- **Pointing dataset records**

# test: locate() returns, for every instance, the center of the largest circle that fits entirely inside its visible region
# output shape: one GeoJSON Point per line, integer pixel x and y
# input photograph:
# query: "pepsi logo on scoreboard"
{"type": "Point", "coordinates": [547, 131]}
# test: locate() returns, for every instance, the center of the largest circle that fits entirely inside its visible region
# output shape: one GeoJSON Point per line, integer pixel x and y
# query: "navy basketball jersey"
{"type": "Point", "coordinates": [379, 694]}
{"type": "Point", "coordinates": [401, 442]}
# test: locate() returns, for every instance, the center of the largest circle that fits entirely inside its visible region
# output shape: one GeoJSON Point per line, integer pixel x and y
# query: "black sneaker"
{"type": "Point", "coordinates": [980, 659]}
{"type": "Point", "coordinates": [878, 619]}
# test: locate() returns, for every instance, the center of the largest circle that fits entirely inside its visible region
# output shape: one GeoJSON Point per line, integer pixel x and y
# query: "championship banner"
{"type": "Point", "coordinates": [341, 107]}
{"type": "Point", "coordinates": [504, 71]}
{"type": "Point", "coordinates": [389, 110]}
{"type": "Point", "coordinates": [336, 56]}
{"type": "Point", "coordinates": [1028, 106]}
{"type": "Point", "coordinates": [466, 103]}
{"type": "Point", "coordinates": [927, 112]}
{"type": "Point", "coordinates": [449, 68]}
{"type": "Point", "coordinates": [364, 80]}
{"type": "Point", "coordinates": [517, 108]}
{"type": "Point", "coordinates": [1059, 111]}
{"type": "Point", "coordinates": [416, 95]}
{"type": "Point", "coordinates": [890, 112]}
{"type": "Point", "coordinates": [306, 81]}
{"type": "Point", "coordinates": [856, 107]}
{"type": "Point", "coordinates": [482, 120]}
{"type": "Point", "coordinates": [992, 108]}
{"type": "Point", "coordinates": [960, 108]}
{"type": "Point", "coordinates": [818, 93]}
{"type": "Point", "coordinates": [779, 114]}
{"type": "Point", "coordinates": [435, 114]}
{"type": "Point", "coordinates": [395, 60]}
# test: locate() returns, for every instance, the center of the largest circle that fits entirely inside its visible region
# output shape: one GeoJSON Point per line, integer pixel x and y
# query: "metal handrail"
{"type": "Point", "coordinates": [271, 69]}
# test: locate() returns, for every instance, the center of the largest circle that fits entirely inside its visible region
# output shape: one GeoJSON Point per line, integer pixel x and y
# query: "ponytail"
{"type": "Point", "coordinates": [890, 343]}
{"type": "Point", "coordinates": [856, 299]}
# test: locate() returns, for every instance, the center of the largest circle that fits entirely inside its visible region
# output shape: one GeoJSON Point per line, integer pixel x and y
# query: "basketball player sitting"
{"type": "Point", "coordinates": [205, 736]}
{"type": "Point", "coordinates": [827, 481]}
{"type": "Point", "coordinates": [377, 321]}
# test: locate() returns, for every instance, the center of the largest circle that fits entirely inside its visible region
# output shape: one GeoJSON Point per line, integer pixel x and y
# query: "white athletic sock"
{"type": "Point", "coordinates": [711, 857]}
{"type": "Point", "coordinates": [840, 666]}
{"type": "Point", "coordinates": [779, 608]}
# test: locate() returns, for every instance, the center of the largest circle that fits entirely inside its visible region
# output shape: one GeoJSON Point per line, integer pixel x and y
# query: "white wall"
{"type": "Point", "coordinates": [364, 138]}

- **What is expected**
All of the data must be returned exactly.

- **Task result**
# test: locate() returns, for every instance, the center of the largest circle that fits entirely inside its visible region
# output shape: one GeoJSON Point per line, integer pixel x and y
# input photograph:
# query: "pepsi logo on scoreboard"
{"type": "Point", "coordinates": [547, 131]}
# test: locate() returns, for every instance, the center of the largest circle that fits entirely inside its visible region
# output shape: one GeoJSON Point per line, integer pixel x and y
# query: "navy basketball jersey"
{"type": "Point", "coordinates": [379, 694]}
{"type": "Point", "coordinates": [401, 442]}
# test: locate() returns, for every instance, the center of the largest circle that fits entirely inside its visible region
# output shape: one GeoJSON Point per line, integer pixel x and y
# query: "black sneaker"
{"type": "Point", "coordinates": [980, 659]}
{"type": "Point", "coordinates": [878, 619]}
# test: locate() returns, for every instance, the center of the largest circle that fits entirely inside its visible region
# output shape: one GeoJSON Point per line, integer pixel x and y
# query: "championship banner"
{"type": "Point", "coordinates": [341, 107]}
{"type": "Point", "coordinates": [504, 71]}
{"type": "Point", "coordinates": [389, 110]}
{"type": "Point", "coordinates": [336, 56]}
{"type": "Point", "coordinates": [1028, 106]}
{"type": "Point", "coordinates": [466, 103]}
{"type": "Point", "coordinates": [927, 112]}
{"type": "Point", "coordinates": [449, 68]}
{"type": "Point", "coordinates": [364, 80]}
{"type": "Point", "coordinates": [517, 108]}
{"type": "Point", "coordinates": [1059, 111]}
{"type": "Point", "coordinates": [416, 95]}
{"type": "Point", "coordinates": [890, 112]}
{"type": "Point", "coordinates": [306, 81]}
{"type": "Point", "coordinates": [856, 107]}
{"type": "Point", "coordinates": [482, 120]}
{"type": "Point", "coordinates": [992, 108]}
{"type": "Point", "coordinates": [960, 108]}
{"type": "Point", "coordinates": [818, 93]}
{"type": "Point", "coordinates": [779, 114]}
{"type": "Point", "coordinates": [435, 114]}
{"type": "Point", "coordinates": [395, 60]}
# test: locate() returns, for every instance, the center of the largest circle that fits entirely inside its visible region
# output shape: one GeoJSON Point per line, integer pixel x and y
# query: "metal handrail"
{"type": "Point", "coordinates": [271, 69]}
# test: locate() returns, for every instance, the center of the largest circle that fits entirely inside its visible region
# output shape: one GeoJSON Point per line, integer pixel x and y
# query: "ponytail"
{"type": "Point", "coordinates": [890, 343]}
{"type": "Point", "coordinates": [856, 299]}
# test: locate() returns, for every instance, the center of the largest circle that fits entirely inside its visible region
# output shape: one GeoJSON Point per line, integer pixel x and y
# query: "basketball player sitting"
{"type": "Point", "coordinates": [205, 736]}
{"type": "Point", "coordinates": [827, 481]}
{"type": "Point", "coordinates": [377, 321]}
# test: locate() returns, for every instance, the center of the largest circle that fits entirely inside its visible region
# output shape: one GeoJSON Point per line, integer pixel x and y
# query: "white athletic sock"
{"type": "Point", "coordinates": [711, 857]}
{"type": "Point", "coordinates": [840, 666]}
{"type": "Point", "coordinates": [779, 608]}
# test: locate() returns, for every instance, the center of the largest circle that fits entirely inside its visible region
# output shape: one GeoJSON Point per line, integer pixel x and y
# query: "white wall"
{"type": "Point", "coordinates": [364, 138]}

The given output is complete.